DO THIS:
Copy the data exactly, from its first line through the line containing "[0,0,1371,162]", both included.

PROVIDED RECORDS:
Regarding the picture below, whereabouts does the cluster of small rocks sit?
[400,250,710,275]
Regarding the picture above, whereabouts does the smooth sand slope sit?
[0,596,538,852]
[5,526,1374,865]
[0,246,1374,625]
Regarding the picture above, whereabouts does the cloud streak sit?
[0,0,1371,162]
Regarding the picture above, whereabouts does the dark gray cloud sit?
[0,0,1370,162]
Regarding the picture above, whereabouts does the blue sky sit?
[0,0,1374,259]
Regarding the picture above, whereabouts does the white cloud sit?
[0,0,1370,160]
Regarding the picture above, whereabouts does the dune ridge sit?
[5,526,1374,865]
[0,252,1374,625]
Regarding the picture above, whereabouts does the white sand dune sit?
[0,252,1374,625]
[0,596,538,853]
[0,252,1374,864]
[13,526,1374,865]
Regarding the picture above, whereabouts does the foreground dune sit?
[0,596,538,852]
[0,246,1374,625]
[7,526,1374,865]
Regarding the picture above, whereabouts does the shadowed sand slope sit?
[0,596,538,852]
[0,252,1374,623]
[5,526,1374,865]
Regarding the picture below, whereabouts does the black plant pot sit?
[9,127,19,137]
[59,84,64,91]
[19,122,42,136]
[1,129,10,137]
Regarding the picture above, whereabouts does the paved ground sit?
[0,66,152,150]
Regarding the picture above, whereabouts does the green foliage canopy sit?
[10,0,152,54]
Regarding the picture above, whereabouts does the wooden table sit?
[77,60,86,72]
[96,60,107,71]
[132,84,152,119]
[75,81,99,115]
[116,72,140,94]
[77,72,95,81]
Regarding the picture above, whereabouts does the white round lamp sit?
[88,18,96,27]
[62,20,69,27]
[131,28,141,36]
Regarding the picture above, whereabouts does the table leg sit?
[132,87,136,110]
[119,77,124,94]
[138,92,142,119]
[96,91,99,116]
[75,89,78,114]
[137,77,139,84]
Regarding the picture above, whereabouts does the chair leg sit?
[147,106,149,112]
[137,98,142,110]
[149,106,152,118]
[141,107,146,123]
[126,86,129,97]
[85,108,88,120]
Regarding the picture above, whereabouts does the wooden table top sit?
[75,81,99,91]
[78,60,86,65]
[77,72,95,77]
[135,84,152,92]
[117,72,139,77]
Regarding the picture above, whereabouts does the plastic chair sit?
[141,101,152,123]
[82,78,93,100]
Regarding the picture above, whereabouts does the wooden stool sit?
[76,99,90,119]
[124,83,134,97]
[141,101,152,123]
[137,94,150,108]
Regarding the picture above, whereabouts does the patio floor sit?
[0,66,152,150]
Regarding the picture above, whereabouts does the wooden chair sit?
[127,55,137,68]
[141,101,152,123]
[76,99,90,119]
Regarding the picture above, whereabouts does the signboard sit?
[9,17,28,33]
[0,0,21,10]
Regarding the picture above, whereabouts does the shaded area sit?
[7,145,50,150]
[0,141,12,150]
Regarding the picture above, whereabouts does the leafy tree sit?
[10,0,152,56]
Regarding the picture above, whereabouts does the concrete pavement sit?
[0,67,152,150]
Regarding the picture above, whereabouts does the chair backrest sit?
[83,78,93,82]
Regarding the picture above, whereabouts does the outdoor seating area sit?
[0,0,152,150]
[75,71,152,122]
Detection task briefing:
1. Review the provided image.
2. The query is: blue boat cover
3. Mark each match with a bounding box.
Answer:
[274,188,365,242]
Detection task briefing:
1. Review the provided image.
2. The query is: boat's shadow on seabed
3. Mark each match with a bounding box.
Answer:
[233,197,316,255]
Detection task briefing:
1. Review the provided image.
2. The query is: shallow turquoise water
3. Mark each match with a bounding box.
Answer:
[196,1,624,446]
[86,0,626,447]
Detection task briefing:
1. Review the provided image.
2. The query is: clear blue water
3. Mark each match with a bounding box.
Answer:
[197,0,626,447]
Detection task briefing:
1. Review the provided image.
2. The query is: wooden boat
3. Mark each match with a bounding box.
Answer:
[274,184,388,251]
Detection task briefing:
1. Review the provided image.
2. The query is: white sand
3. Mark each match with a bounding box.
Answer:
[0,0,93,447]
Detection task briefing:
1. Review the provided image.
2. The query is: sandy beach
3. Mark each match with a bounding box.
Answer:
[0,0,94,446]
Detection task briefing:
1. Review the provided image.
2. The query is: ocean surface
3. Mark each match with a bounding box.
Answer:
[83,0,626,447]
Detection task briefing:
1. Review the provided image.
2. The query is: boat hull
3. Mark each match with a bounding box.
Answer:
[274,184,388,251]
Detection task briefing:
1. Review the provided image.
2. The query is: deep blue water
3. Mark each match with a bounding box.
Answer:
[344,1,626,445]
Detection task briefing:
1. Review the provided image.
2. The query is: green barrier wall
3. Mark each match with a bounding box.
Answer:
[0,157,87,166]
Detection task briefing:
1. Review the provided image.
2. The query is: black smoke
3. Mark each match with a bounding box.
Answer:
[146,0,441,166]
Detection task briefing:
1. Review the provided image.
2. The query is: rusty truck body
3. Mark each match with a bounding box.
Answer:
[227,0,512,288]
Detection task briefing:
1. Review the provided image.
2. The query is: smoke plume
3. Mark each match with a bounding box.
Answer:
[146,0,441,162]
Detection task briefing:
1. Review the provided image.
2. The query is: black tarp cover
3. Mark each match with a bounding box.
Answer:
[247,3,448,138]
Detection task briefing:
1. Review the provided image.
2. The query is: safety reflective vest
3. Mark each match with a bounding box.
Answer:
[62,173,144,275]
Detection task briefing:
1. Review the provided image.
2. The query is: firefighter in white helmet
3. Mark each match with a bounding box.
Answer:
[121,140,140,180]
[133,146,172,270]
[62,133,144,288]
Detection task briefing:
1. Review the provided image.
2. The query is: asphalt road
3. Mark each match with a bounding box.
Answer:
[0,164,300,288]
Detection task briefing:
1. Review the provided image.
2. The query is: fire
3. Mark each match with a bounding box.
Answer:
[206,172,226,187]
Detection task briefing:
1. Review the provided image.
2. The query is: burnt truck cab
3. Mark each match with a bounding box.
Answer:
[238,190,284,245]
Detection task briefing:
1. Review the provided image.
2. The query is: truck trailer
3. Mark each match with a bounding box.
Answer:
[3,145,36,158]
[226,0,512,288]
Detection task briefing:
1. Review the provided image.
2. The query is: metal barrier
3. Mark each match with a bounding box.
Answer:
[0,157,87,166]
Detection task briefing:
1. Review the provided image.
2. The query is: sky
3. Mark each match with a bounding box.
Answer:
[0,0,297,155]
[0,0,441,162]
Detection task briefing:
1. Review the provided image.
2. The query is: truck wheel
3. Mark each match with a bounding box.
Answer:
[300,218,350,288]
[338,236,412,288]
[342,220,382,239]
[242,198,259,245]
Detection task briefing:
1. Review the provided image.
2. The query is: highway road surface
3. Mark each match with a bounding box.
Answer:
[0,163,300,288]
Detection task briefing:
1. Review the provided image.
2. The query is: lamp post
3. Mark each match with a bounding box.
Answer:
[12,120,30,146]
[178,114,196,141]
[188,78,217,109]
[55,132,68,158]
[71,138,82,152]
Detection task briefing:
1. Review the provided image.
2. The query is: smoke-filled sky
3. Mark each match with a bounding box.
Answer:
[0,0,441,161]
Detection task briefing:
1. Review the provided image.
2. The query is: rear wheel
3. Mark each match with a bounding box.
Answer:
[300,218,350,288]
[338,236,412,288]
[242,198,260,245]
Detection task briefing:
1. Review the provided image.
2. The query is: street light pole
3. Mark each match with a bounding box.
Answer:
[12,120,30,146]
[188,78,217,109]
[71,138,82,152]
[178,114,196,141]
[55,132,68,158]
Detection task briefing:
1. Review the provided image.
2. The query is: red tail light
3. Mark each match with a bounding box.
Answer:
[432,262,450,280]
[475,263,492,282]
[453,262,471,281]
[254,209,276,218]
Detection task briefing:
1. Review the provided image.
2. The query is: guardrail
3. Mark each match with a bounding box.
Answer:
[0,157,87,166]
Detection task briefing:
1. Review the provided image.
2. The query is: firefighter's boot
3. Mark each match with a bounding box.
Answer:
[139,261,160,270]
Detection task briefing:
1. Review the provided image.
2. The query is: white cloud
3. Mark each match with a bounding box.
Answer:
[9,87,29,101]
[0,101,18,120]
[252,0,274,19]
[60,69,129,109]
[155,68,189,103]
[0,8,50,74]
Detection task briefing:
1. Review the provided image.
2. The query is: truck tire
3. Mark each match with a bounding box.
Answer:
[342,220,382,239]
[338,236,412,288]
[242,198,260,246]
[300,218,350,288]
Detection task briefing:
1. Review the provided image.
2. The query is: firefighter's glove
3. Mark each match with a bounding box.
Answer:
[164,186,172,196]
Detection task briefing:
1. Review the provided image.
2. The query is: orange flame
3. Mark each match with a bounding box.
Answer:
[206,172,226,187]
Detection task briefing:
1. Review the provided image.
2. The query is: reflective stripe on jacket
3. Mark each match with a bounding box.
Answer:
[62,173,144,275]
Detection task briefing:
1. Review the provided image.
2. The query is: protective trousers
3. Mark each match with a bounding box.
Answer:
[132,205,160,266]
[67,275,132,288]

THE RESPONSE:
Regarding the picture below, whereabouts does the cluster of small rocks sit?
[400,250,710,275]
Regarding the picture above, whereabouts does the smooth sand slope sit?
[0,596,538,852]
[5,526,1374,865]
[0,246,1374,625]
Regarding the picture above, whereabouts does the cloud streak sit?
[0,0,1371,162]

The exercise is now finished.